Problem
Please copy the listing from its start through the line containing "M 633 119 L", inclusive. Raise every vertex coordinate in the answer outlines by 62 and keep all other text unchanged.

Supplied records
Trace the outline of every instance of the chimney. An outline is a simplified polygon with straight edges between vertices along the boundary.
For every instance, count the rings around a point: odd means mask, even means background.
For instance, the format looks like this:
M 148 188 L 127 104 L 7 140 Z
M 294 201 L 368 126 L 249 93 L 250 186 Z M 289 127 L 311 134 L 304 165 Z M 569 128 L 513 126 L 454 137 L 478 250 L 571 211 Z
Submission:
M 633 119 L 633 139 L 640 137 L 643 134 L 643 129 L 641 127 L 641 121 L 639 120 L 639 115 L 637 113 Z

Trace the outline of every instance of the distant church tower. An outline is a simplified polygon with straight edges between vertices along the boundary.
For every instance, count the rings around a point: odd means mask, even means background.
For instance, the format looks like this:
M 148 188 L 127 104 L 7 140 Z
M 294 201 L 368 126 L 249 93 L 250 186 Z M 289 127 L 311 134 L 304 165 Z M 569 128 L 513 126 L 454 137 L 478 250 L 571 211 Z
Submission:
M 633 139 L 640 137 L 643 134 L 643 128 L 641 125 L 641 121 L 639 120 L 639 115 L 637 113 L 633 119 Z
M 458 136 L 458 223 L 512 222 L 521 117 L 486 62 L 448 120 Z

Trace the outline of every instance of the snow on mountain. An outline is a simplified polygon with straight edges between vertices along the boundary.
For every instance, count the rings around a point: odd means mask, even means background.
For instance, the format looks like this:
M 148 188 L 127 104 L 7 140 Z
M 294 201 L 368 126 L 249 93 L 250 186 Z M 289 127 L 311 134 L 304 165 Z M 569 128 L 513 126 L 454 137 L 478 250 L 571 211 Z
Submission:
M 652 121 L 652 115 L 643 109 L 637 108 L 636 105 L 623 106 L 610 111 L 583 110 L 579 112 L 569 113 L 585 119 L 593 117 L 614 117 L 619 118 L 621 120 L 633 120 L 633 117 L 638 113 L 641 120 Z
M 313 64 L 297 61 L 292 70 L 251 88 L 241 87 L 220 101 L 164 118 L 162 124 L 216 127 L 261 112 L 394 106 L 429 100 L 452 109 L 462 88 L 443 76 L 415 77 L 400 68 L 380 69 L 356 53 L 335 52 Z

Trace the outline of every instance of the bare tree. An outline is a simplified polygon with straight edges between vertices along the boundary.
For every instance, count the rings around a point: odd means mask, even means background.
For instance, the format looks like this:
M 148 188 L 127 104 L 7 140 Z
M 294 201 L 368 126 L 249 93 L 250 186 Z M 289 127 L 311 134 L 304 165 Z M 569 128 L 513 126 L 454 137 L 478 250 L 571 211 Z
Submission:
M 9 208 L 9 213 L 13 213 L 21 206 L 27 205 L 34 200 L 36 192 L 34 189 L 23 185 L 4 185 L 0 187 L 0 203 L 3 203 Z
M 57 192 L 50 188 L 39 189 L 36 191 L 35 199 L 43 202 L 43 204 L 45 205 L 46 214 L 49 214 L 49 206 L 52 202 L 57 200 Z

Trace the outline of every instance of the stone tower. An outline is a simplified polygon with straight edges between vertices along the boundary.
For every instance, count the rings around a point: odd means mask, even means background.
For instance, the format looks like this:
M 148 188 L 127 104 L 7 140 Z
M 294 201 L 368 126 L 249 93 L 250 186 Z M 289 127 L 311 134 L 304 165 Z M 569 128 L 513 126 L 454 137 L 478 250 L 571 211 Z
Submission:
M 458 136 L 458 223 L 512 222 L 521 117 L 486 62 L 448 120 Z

Output
Trace the outline of every instance of the chimney. An outline is a simplified polygon with straight edges between vertices along the boundary.
For every instance, count the rings around a point: odd means mask, even means background.
For instance, the format looks like this:
M 148 188 L 127 104 L 7 140 Z
M 294 201 L 368 126 L 249 93 L 250 186 Z M 289 127 L 311 134 L 304 165 Z M 569 128 L 513 126 L 454 137 L 478 250 L 571 211 Z
Submission:
M 695 181 L 695 201 L 702 199 L 705 196 L 705 191 L 703 189 L 703 183 L 701 182 L 701 177 L 699 175 Z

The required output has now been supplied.